**Task objective**
Everything from the line containing "Could you please indicate the green grass" to the end of the material, both ends included, should be repeated exactly; please give only those lines.

━━━━━ Data provided

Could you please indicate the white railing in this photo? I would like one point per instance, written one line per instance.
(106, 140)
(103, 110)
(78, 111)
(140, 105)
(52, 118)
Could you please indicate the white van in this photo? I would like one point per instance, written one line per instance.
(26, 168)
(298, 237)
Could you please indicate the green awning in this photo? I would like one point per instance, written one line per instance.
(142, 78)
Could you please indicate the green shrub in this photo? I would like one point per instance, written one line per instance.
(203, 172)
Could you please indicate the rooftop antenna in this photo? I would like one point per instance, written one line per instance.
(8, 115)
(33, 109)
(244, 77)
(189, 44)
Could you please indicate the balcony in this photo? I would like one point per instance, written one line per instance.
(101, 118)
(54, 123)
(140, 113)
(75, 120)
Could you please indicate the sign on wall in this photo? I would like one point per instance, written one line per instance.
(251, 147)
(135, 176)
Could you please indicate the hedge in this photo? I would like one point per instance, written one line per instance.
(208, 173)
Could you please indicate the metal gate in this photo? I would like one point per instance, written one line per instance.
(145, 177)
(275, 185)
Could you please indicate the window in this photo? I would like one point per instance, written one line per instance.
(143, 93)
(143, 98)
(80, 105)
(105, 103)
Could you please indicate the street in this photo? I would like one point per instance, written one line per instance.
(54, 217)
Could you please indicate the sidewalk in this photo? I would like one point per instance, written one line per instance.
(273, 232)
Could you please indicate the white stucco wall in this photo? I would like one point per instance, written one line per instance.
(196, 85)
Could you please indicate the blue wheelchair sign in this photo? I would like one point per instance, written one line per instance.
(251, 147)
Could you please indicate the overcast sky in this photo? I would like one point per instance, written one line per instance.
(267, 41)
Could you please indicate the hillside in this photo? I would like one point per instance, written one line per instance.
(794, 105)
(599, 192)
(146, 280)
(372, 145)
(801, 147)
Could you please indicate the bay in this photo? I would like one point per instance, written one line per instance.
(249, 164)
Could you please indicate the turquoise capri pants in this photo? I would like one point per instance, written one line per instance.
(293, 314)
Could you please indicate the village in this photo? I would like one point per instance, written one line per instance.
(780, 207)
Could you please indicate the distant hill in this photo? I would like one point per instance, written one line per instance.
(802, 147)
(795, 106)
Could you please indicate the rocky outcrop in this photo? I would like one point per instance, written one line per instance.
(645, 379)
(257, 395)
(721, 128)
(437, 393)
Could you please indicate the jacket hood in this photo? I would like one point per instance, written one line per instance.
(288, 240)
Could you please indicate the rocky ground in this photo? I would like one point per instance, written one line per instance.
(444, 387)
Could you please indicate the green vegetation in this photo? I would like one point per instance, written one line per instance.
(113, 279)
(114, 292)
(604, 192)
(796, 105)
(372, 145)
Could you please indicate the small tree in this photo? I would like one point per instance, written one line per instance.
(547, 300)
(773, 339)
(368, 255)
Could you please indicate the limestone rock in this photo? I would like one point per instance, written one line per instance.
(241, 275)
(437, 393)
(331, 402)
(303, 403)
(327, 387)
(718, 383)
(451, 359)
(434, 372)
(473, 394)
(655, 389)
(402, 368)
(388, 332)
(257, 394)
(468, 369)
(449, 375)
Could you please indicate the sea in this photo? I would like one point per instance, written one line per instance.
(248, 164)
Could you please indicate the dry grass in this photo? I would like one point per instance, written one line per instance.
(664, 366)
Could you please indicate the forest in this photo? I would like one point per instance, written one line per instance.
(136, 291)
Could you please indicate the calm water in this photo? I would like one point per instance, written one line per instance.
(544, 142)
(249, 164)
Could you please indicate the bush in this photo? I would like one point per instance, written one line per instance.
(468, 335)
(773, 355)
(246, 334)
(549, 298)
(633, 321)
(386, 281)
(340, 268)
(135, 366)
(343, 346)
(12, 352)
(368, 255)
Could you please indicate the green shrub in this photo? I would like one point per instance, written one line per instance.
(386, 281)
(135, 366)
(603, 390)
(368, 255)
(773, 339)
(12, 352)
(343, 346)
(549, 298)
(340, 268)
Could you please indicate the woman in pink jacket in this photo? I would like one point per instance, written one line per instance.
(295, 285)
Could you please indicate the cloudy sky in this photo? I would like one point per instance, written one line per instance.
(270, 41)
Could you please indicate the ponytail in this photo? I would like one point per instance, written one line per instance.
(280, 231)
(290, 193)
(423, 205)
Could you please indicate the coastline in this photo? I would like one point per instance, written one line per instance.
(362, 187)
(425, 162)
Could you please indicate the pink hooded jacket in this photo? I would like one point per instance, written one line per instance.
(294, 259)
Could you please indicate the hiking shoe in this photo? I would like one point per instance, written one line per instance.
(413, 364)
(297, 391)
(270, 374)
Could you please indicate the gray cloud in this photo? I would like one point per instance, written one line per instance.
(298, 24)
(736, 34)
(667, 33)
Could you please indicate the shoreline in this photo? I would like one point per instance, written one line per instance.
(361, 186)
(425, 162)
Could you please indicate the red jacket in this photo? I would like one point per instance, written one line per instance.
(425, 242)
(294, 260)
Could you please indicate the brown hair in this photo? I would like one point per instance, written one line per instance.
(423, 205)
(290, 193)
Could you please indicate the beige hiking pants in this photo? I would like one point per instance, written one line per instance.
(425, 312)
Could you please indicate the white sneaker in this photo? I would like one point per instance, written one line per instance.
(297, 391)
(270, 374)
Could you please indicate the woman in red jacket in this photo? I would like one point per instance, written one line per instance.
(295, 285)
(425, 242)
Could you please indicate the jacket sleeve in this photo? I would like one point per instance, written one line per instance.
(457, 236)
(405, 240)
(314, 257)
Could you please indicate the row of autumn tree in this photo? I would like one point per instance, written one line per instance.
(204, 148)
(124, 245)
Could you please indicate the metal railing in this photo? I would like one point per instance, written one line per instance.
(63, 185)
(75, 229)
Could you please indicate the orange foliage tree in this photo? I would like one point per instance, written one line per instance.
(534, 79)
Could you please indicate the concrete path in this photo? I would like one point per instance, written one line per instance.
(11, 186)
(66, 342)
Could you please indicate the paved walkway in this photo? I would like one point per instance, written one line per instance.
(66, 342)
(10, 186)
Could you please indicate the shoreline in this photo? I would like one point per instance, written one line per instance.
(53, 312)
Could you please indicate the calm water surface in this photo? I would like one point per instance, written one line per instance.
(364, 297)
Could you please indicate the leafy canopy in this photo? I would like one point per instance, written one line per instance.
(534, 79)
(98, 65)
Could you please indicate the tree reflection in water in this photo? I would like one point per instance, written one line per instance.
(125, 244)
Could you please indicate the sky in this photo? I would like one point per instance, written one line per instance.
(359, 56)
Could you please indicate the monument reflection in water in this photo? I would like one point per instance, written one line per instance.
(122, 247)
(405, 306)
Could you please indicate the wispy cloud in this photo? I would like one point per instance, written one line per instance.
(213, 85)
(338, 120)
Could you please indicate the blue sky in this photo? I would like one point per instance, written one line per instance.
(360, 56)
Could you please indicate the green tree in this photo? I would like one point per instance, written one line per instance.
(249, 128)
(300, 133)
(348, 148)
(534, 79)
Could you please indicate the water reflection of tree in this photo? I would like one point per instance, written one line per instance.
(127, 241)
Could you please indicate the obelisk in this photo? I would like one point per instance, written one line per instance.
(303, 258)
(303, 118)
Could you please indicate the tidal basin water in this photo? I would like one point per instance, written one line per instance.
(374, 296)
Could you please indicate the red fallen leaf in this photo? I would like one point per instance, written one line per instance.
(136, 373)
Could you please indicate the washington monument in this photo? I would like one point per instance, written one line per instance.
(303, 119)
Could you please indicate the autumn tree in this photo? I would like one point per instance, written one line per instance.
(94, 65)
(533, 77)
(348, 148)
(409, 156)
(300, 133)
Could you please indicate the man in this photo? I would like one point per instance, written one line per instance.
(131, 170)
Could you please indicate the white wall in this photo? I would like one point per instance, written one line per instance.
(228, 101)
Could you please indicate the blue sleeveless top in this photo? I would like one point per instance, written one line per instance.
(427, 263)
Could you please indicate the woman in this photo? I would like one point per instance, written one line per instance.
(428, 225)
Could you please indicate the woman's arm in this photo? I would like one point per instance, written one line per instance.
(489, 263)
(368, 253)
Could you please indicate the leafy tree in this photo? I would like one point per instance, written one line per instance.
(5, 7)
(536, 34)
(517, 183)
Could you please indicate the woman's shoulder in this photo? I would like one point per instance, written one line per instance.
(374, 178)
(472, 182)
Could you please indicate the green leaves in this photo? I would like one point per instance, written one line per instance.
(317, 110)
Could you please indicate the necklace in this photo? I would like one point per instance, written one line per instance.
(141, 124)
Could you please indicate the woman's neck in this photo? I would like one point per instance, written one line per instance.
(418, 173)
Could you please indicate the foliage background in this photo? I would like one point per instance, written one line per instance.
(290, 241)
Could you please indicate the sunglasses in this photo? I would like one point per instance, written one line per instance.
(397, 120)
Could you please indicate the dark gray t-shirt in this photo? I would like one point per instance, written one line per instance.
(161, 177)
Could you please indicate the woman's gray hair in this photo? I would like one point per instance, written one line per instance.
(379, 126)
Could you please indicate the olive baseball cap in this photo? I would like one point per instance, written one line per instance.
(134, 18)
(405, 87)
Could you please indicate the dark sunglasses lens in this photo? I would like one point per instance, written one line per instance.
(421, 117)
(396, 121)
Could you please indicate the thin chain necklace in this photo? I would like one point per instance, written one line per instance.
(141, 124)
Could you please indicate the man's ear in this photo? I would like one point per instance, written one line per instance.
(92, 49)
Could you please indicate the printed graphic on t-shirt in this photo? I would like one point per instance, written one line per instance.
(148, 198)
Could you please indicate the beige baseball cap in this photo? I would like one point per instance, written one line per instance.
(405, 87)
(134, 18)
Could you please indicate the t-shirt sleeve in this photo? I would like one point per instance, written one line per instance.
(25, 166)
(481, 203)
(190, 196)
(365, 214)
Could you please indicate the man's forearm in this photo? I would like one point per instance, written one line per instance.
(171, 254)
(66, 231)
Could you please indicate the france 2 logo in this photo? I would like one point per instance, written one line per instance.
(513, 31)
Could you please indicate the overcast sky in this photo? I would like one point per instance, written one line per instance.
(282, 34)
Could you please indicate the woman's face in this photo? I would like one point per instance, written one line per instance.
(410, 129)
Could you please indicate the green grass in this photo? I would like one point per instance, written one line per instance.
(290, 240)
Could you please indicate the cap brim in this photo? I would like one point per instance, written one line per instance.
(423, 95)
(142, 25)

━━━━━━━━━━

**Task solution**
Could you please indicate the green grass in this photo? I would like one point per instance, written one line per instance.
(290, 240)
Could you please indicate the cap brim in this photo? I would like one point per instance, written one line per instance.
(423, 95)
(142, 25)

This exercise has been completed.